Stored data entries
- - -
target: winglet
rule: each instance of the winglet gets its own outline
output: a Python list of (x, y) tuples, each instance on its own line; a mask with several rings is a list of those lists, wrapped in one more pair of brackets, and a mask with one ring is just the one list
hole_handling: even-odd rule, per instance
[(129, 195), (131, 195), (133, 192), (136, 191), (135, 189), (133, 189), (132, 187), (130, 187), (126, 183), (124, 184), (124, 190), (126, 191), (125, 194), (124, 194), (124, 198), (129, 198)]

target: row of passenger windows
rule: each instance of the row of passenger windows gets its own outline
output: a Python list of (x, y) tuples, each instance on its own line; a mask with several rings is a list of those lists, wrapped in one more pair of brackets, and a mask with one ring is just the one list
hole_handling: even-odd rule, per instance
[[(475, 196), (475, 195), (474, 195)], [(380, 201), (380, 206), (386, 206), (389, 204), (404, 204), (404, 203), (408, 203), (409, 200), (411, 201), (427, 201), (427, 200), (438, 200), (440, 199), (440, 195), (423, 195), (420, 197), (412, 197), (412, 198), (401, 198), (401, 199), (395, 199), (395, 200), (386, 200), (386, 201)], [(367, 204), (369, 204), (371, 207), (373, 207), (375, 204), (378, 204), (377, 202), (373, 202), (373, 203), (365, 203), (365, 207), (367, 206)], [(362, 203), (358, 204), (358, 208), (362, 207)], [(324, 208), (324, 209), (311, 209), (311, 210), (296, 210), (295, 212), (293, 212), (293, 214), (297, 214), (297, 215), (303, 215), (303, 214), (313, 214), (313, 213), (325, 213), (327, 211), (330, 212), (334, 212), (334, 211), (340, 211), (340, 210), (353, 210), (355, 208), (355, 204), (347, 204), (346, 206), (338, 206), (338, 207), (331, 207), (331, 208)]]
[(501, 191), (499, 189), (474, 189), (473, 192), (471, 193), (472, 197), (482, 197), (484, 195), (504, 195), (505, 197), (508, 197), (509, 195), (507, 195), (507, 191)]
- - -
• **Your objective**:
Count, and answer with the number only: how many lines of the data include the string "gets"?

• **Answer to the exercise**:
2